**Texto fornecido**.
Usamos la palabra revuelta para designar un movimiento insurreccional diferente de la revolución. La diferencia entre revuelta y revolución no debe buscarse en los fines de una y otra; una y otra pueden tener el mismo objetivo: tomar el poder. Lo que mayormente distingue a la revuelta de la revolución es en cambio una diferente experiencia del tiempo. Si, de acuerdo con el significado habitual de ambas palabras, la revuelta es un repentino foco de insurrección que puede insertarse dentro de un diseño estratégico pero que de por sí no implica una estrategia a largo plazo, y la revolución por el contrario es un complejo estratégico de movimientos insurreccionales coordinados y orientados relativamente a largo plazo hacia los objetivos finales, entonces podría decirse que la revuelta suspende el tiempo histórico e instaura de golpe un tiempo en el cual todo lo que se cumple vale por sí mismo, independientemente de sus consecuencias y de sus relaciones con el complejo de transitoriedad o de perennidad en el que consiste la historia. La revolución estaría, al contrario, entera y deliberadamente inmersa en el tiempo histórico (2014, p. 63).

Se a revolução é imersa em seu tempo, então ela não institui uma novidade. Antes de ser fundadora de uma nova contemporaneidade ela apresenta-se como absolutamente moderna, iluminista, liberal, republicana, burguesa, masculina, universalista, eurocêntrica e branca. Sua busca pelo estabelecimento de um objetivo macropolítico específico, pela restituição ordenada de um poder centralizado, sua temporalidade estratégica de planejamento, metodologia, conluio e ação coordenada estabelece uma temporalidade de canalização das indignações variadas no entorno de um foco de consequências políticas previsíveis e controláveis.

Porém, é importante evitar a tentação moderna de instituir pares dicotômicos absolutos: desqualificar as revoluções modernas como oposto das revoltas é perder de vista as possibilidades de dialéticas fundadas em sínteses conectivas, em que teses e antíteses se sustentam sem superação, mantendo-se por meio da adição (e…e…). Se nesse mesmo contexto revolucionário avançarmos apenas dois anos podemos encontrar outro arquétipo notavelmente insurrecional de revolução, aquela ocorrida na ilha caribenha de Santo Domingo em que os escravos afrodiaspóricos em revolta não apenas tomaram o poder político, mas assassinaram os brancos senhores coloniais e queimaram seus rentáveis canaviais, instituindo a primeira revolução e a primeira república do novo mundo. A narrativa historiográfica francófona muitas vezes atribui à Revolução Francesa a casualidade inicial daqueles levantes, como se os escravos são-dominguenses esperassem pelos revoltosos iluministas para exercerem seu ato libertação. Pelo contrário, é possível perceber que os escravos não irromperam uma temporalidade revolucionária de um horizonte de expectativas previsível, seu levante era margeado pela imediata indignação, cansaço, fúria, vingança e desespero. Não havia qualquer previsibilidade além das contingencialidades de um grupo de subalternizados na busca por novas estruturas de existência. Nesse sentido estamos longe de classificarmos as revoltas de Santo Domingo como puramente liberais e iluministas como aquela promovida por seus colonizadores. Obviamente alguns líderes como L´Ouverture se inspiravam nesses valores, mas também havia uma série de intenções díspares no interior daquela revolução, seu futuro não estava definido, apenas sentia-se o desejo de cessar com o antigo sistema necropolítico de escravidão e racismo.

**Dados fornecidos**.
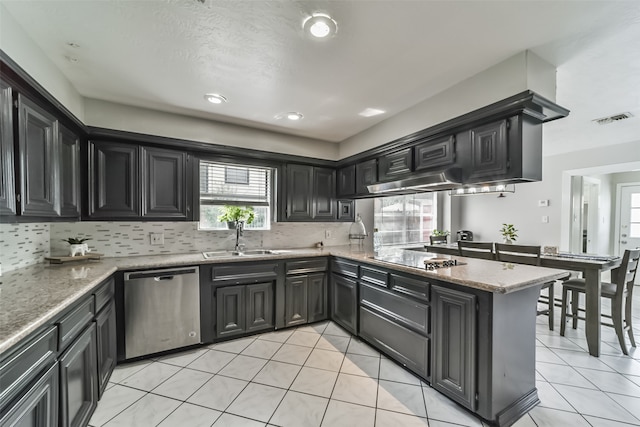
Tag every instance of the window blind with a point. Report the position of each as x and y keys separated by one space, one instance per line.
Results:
x=230 y=184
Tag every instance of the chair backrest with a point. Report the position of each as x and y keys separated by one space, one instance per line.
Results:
x=518 y=254
x=437 y=239
x=625 y=275
x=482 y=250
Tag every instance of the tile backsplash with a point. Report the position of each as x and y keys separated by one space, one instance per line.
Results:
x=115 y=239
x=23 y=244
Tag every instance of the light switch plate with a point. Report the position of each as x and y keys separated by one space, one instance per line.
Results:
x=156 y=239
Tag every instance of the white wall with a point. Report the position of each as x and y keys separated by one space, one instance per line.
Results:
x=134 y=119
x=19 y=46
x=484 y=214
x=514 y=75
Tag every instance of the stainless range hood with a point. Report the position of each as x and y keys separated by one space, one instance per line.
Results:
x=446 y=179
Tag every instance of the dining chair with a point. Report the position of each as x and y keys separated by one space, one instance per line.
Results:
x=619 y=291
x=482 y=250
x=437 y=239
x=530 y=255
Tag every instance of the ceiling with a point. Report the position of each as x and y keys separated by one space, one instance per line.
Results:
x=388 y=55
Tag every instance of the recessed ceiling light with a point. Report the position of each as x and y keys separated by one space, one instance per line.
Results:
x=368 y=112
x=215 y=98
x=320 y=25
x=294 y=115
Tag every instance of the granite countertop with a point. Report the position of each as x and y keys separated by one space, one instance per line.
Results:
x=31 y=296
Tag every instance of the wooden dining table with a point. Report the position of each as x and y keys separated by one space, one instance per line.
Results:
x=591 y=266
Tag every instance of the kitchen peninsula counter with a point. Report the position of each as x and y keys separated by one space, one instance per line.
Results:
x=33 y=295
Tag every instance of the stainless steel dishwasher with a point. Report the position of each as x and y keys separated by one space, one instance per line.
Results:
x=161 y=310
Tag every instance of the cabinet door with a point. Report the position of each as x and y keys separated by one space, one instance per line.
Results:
x=79 y=380
x=230 y=313
x=436 y=153
x=489 y=151
x=113 y=187
x=453 y=371
x=106 y=345
x=69 y=172
x=347 y=181
x=317 y=297
x=39 y=406
x=164 y=183
x=324 y=191
x=344 y=302
x=7 y=183
x=366 y=174
x=395 y=165
x=295 y=300
x=36 y=135
x=299 y=186
x=259 y=306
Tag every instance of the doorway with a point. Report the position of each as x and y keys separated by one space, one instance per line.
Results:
x=627 y=217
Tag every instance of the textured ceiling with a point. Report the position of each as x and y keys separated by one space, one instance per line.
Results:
x=390 y=55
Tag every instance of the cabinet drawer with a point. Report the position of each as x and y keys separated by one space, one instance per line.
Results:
x=244 y=272
x=403 y=345
x=400 y=309
x=26 y=363
x=74 y=322
x=306 y=266
x=104 y=294
x=374 y=276
x=344 y=268
x=410 y=286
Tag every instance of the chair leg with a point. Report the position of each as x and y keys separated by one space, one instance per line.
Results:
x=616 y=315
x=629 y=325
x=563 y=311
x=551 y=307
x=575 y=299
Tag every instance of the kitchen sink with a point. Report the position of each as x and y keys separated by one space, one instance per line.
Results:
x=250 y=252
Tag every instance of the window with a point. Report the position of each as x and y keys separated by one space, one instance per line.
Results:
x=229 y=184
x=405 y=219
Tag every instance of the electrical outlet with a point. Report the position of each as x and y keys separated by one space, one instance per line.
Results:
x=156 y=238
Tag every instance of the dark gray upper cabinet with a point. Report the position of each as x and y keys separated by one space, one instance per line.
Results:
x=347 y=181
x=114 y=188
x=299 y=188
x=164 y=183
x=366 y=174
x=395 y=165
x=38 y=160
x=7 y=183
x=310 y=193
x=324 y=190
x=454 y=361
x=435 y=153
x=69 y=172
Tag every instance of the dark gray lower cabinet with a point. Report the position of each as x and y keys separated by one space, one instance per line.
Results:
x=106 y=345
x=296 y=297
x=344 y=302
x=79 y=380
x=244 y=308
x=39 y=406
x=402 y=344
x=454 y=345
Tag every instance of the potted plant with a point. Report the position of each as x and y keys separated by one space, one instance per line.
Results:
x=508 y=233
x=77 y=245
x=232 y=214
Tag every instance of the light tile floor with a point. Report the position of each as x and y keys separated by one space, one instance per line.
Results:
x=319 y=375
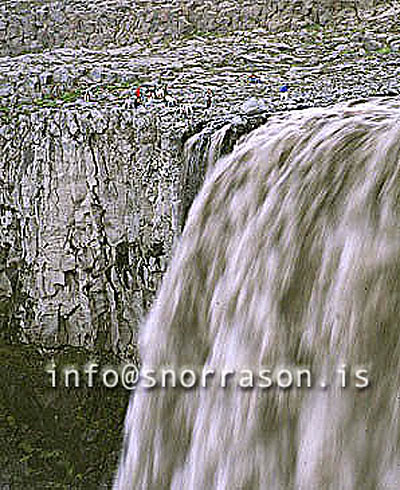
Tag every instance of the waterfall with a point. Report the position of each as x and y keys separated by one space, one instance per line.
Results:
x=290 y=257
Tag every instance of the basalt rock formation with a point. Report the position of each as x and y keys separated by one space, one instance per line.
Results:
x=93 y=192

**Descrição da tarefa**.
No texto sobre revolta e revolução, o que os escravos em revolta de Santo Domingo queimaram?

**Resposta completa**.
Os rentáveis canaviais dos brancos senhores coloniais.